┌──

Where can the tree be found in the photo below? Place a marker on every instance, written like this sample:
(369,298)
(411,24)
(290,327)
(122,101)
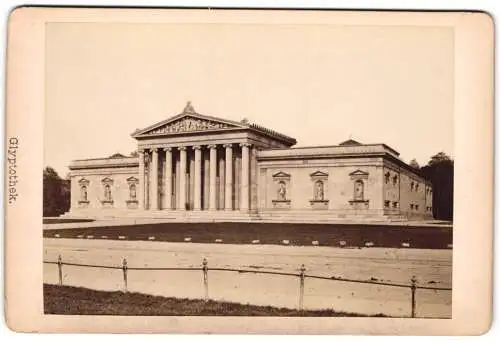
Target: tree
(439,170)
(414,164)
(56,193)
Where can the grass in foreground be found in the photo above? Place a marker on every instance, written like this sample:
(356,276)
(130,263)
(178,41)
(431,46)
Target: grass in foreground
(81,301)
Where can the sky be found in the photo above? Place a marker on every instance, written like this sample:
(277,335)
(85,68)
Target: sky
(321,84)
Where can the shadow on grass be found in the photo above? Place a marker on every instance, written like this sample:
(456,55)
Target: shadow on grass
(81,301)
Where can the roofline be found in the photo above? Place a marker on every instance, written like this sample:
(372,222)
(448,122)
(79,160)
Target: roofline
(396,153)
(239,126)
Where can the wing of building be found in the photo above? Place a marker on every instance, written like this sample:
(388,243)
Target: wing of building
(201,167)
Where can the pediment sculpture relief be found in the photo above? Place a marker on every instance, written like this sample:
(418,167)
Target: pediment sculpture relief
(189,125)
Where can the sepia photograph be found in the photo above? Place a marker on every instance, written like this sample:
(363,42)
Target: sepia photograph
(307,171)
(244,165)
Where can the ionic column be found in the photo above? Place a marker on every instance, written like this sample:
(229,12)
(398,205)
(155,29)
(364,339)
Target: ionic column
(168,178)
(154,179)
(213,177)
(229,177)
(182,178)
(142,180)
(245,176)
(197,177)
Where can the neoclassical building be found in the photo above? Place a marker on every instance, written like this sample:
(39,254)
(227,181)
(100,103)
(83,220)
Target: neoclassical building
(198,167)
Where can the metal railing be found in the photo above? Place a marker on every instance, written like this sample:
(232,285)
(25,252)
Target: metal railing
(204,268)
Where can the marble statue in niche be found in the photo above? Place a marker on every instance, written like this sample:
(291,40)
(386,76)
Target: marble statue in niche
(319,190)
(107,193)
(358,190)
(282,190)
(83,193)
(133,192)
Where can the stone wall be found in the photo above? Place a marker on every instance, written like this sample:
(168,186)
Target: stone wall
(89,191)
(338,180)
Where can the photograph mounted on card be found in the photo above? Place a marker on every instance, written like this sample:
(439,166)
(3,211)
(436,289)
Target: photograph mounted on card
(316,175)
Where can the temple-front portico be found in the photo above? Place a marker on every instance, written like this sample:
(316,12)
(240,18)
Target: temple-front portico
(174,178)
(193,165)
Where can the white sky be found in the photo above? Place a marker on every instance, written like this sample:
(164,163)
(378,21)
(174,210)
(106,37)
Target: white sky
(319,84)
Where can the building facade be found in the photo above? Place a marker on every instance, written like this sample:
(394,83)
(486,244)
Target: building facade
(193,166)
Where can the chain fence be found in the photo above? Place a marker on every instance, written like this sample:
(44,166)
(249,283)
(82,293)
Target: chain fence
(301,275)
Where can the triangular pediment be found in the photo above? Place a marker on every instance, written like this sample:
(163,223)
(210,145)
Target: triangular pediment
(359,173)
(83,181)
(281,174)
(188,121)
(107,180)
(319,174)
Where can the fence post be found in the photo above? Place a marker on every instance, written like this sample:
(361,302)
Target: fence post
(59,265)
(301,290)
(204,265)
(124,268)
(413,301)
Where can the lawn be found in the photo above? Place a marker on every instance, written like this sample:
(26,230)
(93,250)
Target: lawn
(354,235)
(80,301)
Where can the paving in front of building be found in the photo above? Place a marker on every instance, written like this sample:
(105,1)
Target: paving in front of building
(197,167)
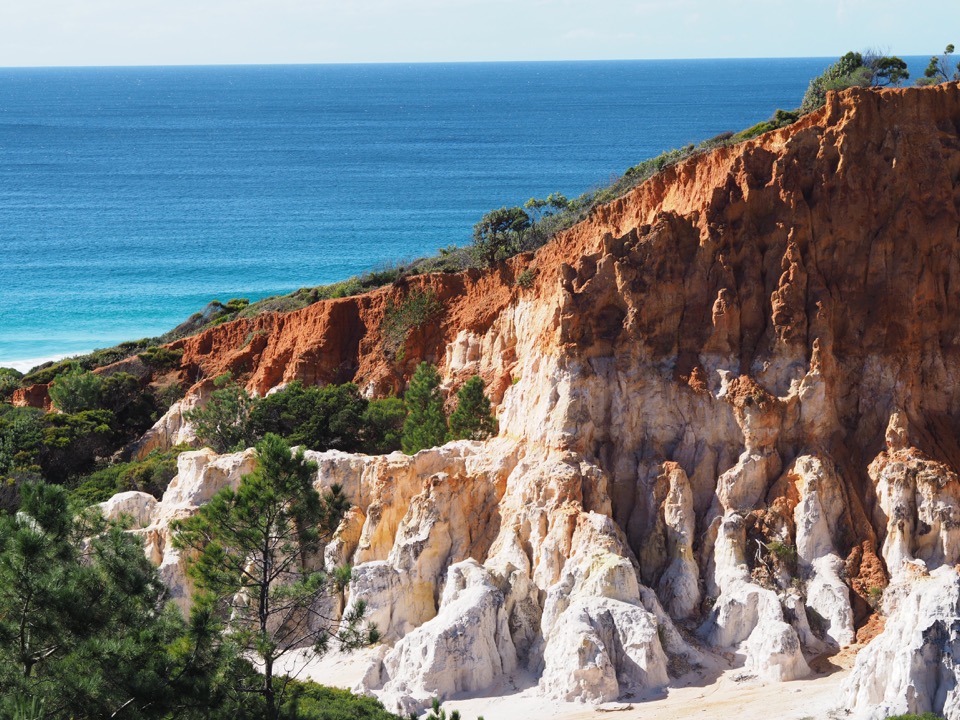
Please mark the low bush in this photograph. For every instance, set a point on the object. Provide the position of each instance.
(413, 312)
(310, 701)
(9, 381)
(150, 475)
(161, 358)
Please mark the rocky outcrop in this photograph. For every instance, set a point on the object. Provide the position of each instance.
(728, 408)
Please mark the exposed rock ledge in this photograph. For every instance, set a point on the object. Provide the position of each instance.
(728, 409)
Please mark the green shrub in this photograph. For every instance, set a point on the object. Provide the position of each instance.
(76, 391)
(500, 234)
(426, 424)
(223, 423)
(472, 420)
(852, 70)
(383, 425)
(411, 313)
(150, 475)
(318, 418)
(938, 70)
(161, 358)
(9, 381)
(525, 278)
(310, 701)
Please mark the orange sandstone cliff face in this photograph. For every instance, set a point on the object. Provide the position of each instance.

└──

• **Problem requirements**: Repeat word for word only the lines from the line holding "Target: white sky" to the final line of the material, both included. Don't carry over any picture.

• **Exercise output**:
Target: white sky
(319,84)
Where can the building facade be found in the photo above? Place a marker on every instance, written like this sample:
(394,83)
(486,244)
Target: building facade
(193,166)
Where can the chain fence be found in the photo above? Place a marker on every instance, written like this sample:
(44,166)
(249,283)
(82,293)
Target: chain fence
(301,275)
Where can the triangular pediment be found in the photo above? Place a marker on every instance, written like this sample:
(163,223)
(210,145)
Target: triangular pediment
(359,173)
(83,181)
(281,174)
(188,121)
(107,180)
(319,174)
Where can the fence post be found in the photo above? Place a marker on every instance, written like this sample:
(361,302)
Target: fence post
(59,265)
(301,290)
(204,265)
(124,268)
(413,301)
Where can the lawn be found in the photo above? Place a marker on every instance, written like this sample:
(26,230)
(93,250)
Target: lawn
(354,235)
(80,301)
Where can the paving in front of building be found in the photo above? Place a marker on every instance, written like this sample:
(105,1)
Target: paving in front of building
(197,167)
Please mark the low bush in this photograph. For every instance, set a point on the object. Provide the position of each instance.
(413, 312)
(310, 701)
(9, 381)
(150, 475)
(161, 358)
Please mark the rocky outcrop in this photograph. For every instance, set a point on the object. Provide the position of each instance.
(728, 408)
Please mark the exposed rock ledge in this photograph. For every instance, set a point on the object. Provide the position of each instance.
(728, 409)
Please mark the green shrub in this photograph. For every instance, set a point on the object. Provide the position of each instance.
(76, 391)
(500, 234)
(426, 424)
(223, 423)
(472, 420)
(852, 70)
(383, 425)
(411, 313)
(150, 475)
(318, 418)
(938, 70)
(161, 358)
(9, 381)
(525, 278)
(310, 701)
Please mark the orange sandstone cliff face in this photograph. For every instance, set a point on the object. Provide the position of each instance.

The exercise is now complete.